SELECTED PASSAGE |
------------------------------------------------------------------------

By Sarah Mac Donald - 17 August, 2020
Archbishop Diarmuid Martin of Dublin has decried recent incidents of racism, intolerance and disrespectful language, warning that racist intolerance is always “a one-way street towards negativity and disrespect”.
In his homily at Dublin’s Pro Cathedral on Sunday, Archbishop Martin said he was “scared when I hear stories of racist intolerance by groups of young people. They may not realise how damaging their behaviour is, but racist language is never fun.”
He added that racist intolerance is always “an affront to the dignity of those who are its objects”.
Dr Martin’s comments follow the publication of a video on social media showing Xuedan (Shelley) Xiong being allegedly racially abused before she was pushed backwards, by members of a group of young people, into the Royal Canal in Dublin on Friday evening.
Gardaí are investigating the incident which involved a group of teenagers and occurred near Ashtown in Dublin.
According to Ms Xiong, before being pushed into the canal, one member of the group had referenced the Coronavirus and made other racist comments as they passed her as she was walking along the canal path.
She told them “that’s racial discrimination, stop it.”
Speaking to RTE’s This Week programme, Ms Xiong said, “I couldn’t put up with this anymore … they targeted me and there was a racial element there.”
Responding to the incident, well known Kildare & Leighlin priest, Fr Paddy Byrne tweeted, “As an Island, we have embraced values of inclusion, equality, tolerance and compassion. This image of a lady being so racially bullied and violently attacked makes us all feel simply …… sickened.”

------------------------------------------------------------------------

DATA SECTION |
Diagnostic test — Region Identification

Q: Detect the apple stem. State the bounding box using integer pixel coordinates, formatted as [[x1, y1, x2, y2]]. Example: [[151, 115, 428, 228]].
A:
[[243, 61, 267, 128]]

------------------------------------------------------------------------

WHAT THE TASK REQUIRES | Continue the article about Archbishop Martin's condemnation of racist intolerance, starting right after its last sentence.

ANSWER SPACE |
In his homily on Sunday, Archbishop Martin warned that wherever intolerance has become dominant in society, society has been impoverished and undermined.
Dr Martin also underlined that there is a growing polarisation in some circles within the Church. “There are those who feel that they can be zealously defending the Church while they are intolerant and disrespectful to those with whom they disagree.”
“Hatred and intolerance can never foster goodness and love. Hate language can never be reconciled with the teaching of Jesus. When believers and indeed Church communities become narrow minded and judgemental, they leave people marginalised and unloved with their hope blunted and their dignity broken,” he said in St Mary’s Pro Cathedral in Dublin.
He noted that throughout the history of the Church, some believers have built “barriers of narrowness and bitterness”, thinking they are being zealous in defending the message of Jesus.
“The teaching of Jesus can never envisage intolerance or bigotry toward people we consider different. The truth must always be sought in love,” the Archbishop said.